• **Written instruction**
Pick up the opinion piece on released felons, mental illness and carrying a gun, and keep writing it after its last sentence.

• **Document**
++++

I think when a 'felon' is released from prison ... it's because s/he is 'square with the house.' I truly believe holding the past over someone's head is simply a course of action we're familiar with and perpetuate. If one believed a 'felon' was going to continue his/her life of crime ... well ... maybe that person should simply remain behind bars, unless they agree to comply with a conditional release.

People who are mentally ill, by their very nature, do not fit into society. We should not expect societal norms to be adjusted to accommodate special interests. That, by its very nature, goes against sanity (I don't care what any do-gooder thinks). Until society speaks as one, we are stuck with the mentally ill ... and we are at risk. That is just another 'round in the magazine' for why I feel the need to be armed.

++++

[Dataset excerpt]
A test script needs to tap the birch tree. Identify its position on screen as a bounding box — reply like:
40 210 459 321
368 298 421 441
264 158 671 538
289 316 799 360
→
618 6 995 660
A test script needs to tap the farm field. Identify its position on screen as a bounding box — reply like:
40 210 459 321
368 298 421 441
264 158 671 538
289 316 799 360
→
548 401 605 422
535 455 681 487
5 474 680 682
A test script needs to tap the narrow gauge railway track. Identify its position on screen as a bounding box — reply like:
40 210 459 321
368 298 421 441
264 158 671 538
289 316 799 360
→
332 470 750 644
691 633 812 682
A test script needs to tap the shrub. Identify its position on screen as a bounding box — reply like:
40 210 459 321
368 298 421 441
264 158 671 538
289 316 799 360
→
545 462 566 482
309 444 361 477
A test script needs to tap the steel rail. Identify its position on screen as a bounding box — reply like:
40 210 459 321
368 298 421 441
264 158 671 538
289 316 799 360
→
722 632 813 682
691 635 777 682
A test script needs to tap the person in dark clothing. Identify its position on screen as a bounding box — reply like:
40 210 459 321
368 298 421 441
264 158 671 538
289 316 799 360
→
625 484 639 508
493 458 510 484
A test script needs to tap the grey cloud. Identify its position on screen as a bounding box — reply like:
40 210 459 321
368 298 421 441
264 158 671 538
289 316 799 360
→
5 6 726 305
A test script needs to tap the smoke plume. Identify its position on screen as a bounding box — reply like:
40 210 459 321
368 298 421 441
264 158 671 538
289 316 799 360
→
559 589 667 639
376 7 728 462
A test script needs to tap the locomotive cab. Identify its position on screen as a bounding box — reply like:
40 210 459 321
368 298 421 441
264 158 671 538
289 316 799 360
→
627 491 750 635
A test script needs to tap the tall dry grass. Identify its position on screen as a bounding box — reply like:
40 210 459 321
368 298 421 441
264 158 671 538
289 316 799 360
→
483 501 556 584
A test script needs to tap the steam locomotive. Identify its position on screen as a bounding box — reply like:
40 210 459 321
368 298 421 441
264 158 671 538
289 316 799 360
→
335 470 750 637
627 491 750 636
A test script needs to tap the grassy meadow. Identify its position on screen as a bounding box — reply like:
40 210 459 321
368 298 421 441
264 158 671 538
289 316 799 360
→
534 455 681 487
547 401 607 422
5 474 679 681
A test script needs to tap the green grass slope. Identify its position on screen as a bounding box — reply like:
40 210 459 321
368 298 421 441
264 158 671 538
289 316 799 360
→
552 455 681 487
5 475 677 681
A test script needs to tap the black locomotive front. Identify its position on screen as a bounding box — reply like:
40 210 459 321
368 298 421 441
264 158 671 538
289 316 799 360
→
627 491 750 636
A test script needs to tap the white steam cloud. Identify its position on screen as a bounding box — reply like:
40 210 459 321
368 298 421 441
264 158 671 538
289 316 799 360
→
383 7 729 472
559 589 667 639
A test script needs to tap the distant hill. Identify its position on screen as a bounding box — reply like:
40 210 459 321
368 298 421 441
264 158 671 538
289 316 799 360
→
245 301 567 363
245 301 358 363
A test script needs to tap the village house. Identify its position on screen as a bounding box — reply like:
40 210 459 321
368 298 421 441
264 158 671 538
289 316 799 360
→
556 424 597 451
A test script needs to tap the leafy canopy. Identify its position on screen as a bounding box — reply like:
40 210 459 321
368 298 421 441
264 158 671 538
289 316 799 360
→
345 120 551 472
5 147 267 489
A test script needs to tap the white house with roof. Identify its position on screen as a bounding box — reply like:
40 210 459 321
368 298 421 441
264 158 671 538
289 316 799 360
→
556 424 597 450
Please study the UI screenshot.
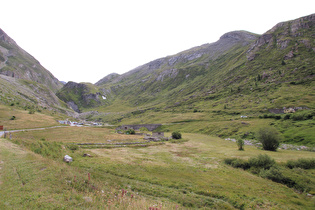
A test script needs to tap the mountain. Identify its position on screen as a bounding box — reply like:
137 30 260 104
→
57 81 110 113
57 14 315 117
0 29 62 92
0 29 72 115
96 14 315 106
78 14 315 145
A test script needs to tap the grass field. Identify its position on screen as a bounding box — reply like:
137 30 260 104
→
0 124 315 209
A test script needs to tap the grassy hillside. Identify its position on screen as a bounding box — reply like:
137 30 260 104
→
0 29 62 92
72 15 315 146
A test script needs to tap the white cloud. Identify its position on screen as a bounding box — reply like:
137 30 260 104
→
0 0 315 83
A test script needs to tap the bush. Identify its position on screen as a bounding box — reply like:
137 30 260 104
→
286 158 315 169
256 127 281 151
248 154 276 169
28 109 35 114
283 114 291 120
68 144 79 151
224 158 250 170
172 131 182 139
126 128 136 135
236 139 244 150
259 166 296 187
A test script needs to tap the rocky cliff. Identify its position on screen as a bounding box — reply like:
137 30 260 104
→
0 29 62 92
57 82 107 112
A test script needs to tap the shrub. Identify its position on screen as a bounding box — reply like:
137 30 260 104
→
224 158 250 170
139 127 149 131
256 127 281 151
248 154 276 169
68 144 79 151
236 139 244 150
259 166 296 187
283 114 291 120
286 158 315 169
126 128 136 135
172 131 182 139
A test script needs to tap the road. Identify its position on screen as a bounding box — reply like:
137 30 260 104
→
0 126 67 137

++++

• **Output of the task**
Just my opinions ... and I am sure many would find reason to disagree. Our laws are nowhere near perfect. One thing I've come to know about myself, and that is I am not even smart enough to propose a law. I am smart enough to be VERY concerned when ideologies are used in attempts to influence our Constitution.


rickm
not everyone is mature enough to handle the destructive nature of a gun.

The above statement is the "most" appropriate one you made in-thread. Allow me to add that age is in no way a determining factor of maturity. Allow me to add that maturity itself is not enough to properly conduct oneself with a firearm (think Dick Cheney), but it's a decent start.

I appreciate your exchange here with Galvatron (I have a great deal of respect for that young man). I have been well-armed for over 40 years and yet I have nowhere near his capacity for dialogue on this subject, and every time he posts on ATS, I learn a little more.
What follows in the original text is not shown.